_MATERIAL FOR THIS TASK_
<<<<
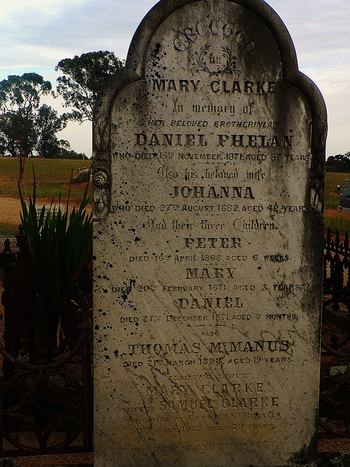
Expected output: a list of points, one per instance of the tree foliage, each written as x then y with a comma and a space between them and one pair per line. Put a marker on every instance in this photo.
82, 80
48, 123
25, 126
22, 93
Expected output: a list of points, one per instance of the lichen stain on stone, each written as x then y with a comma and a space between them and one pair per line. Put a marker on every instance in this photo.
128, 289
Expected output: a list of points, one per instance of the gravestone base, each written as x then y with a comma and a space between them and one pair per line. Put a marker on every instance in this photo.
208, 238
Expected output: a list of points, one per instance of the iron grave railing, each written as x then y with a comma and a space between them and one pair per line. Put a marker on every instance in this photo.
46, 354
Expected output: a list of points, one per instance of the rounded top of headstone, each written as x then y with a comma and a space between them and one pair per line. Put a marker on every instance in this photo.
165, 8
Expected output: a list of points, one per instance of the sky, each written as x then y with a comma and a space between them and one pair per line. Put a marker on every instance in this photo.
36, 34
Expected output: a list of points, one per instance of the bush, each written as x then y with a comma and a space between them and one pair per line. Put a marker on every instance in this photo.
60, 242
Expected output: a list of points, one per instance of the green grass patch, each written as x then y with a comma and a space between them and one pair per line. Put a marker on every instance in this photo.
52, 177
331, 196
7, 229
338, 222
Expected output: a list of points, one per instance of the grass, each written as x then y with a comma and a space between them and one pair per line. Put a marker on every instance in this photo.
8, 229
52, 177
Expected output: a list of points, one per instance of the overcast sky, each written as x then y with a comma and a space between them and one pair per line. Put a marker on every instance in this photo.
36, 34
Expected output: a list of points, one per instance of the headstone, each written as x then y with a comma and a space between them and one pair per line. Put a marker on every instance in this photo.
208, 199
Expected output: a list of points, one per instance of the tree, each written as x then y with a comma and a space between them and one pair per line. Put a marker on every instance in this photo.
22, 93
19, 101
83, 78
17, 134
47, 124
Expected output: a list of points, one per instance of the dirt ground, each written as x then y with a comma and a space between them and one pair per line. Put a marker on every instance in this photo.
9, 213
10, 209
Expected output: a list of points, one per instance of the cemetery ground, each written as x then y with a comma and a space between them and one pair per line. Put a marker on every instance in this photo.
52, 181
53, 176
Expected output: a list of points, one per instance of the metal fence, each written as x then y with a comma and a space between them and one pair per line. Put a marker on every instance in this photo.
46, 382
46, 391
334, 419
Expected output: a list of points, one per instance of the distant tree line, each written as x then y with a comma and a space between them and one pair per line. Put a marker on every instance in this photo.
29, 128
339, 163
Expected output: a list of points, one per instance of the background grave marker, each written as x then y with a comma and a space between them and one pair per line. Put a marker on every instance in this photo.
208, 175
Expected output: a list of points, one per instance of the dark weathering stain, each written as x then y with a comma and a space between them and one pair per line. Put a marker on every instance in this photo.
307, 454
128, 289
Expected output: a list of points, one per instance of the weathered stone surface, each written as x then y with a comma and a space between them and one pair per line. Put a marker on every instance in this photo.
208, 176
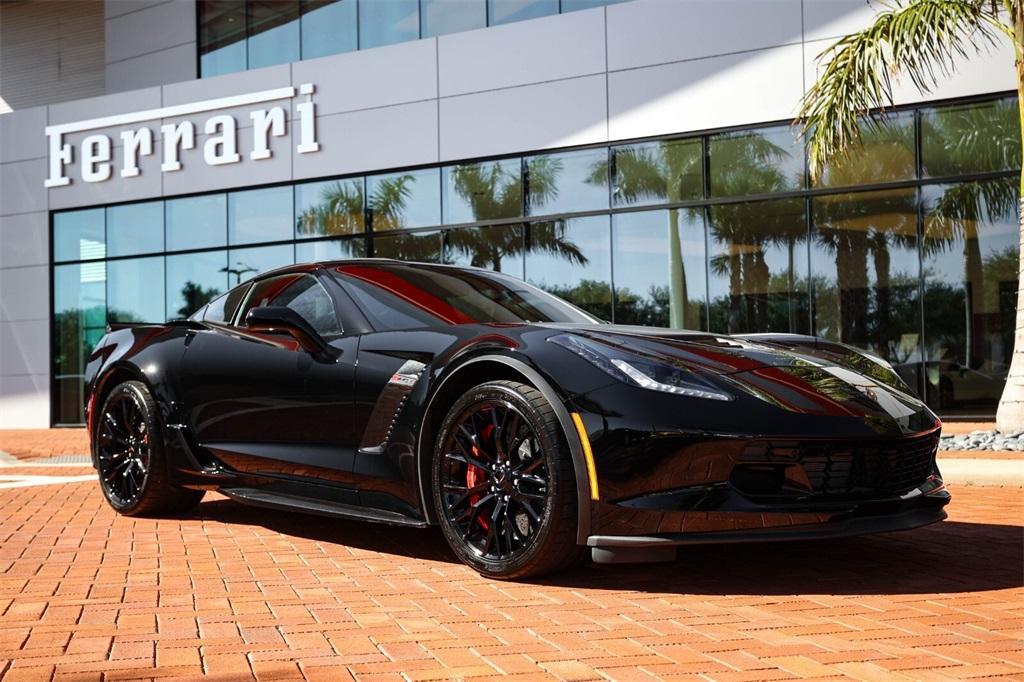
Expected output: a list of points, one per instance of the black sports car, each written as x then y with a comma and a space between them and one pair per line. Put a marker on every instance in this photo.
>>>>
_EXERCISE_
The copy must match every line of the data exactly and contain no pictures.

_SOLUTION FOR THIS EXERCISE_
Expected output: a list of points, one per instance of the tree foliage, each written as x then y with a comma and a space between them and one pair per line. Put a marker on every instance in this photo.
82, 80
48, 123
25, 126
22, 93
Expected output: a list of points, one per instance of the lichen stain on stone, each written as x then y with a comma and a space between them and one pair per line. Put a marker on every instance in this photo.
128, 289
Expected output: a list of points, one per instance of the gravestone base, each written as x then y with a comma and a space between them and one pair per line. Put a marker on every instance in this photo.
208, 238
Expected output: a list of points, one per instance of the iron grave railing, each written as x then y with a comma and a space between them and one pair per line. Put a marker on every instance in this photo.
46, 354
Expected output: a list of points, one per instance of the rounded top of headstone, each written as x then y with a comma and a space between them and one pair per line. Put a marker on every instance in this photo.
165, 8
Expected output: a list of points, one per instance of the sky, each written as x then y with a comma and a space between them and one pair per line. Put a marker on every instance in this photo.
36, 34
Expected output: a list of points, one per instance of the bush, each written as x then y with a comma and a space between them and one pair per line. Put a marker on every instance in this photo.
60, 242
Expected output: a list of points, one per instance of the green grass patch, each written as x then y with a comma and a space between them and one pair per line. Put a marker on every instance in this photo.
52, 177
331, 196
7, 229
338, 222
Expected output: a list of points, one per instance of the grass, each written as x then y with a comma and a space between them and one pair per line. Put a marker on every instance in this photo.
8, 229
52, 177
Expected output: a list of points, one per instance of the overcast sky, each written as x then y with a comma and a space between them and one pair per line. Put a marker on every instance in this photo.
36, 34
Expected output: a list of points, one per instance of the headstone, each written as x then y with a comma and a space between them and one pair per line. Put a marker on every instance in this photo.
208, 199
Expected output: a list of points, one per instance of the tree, each written as x then y with a comma and a space between them and one pair per line. Put a marker on every instance in this photo.
22, 93
19, 101
83, 78
17, 134
47, 124
Expected output: a list of points, one per instance of the dirt ground, each written as x then y with a comma and a space between them and one pair per line. Put a marker on every instance in this photo.
9, 213
10, 209
Expected output: a list of points, one per instance of the cemetery ground, each written as x then y with a comma and a space between them and one pair per line. Put a marker on every instance in this photo.
52, 181
53, 176
Expected output: a list of points, one per instance of the metal fence, each written as x then y with a comma and a space between them and one pair per line. Put a marker on every instance in this photo.
46, 382
46, 391
334, 419
Expected output: a list of points, one per instance of the distant tree line, each written as x then y with a comma and a space between them and one pair per line. Put a marker on every instance in this photo.
29, 128
339, 163
Expected output: a list of points, one per instance of the background grave marker, each written as x then y with a comma and a space between them and one pair per line. Put a marker on every instance in this photo.
208, 175
Expected output: a list of points, one per instance of the dark weathering stain, each written as x then y with a comma and a space between them and one pair per line. Put a marker on every instance in this photo.
307, 454
128, 289
Expected output: a list of points, one per instance of the weathered stone surface, each written as x then y with a comma and a space between them and one pair per line. Put a marker on every instance in this photo.
208, 176
Expected output: a list of points, one per instance of the black sports car, each written as x then y with a comma and a space between them and one pair per line. Put a marker on every instance in this photo.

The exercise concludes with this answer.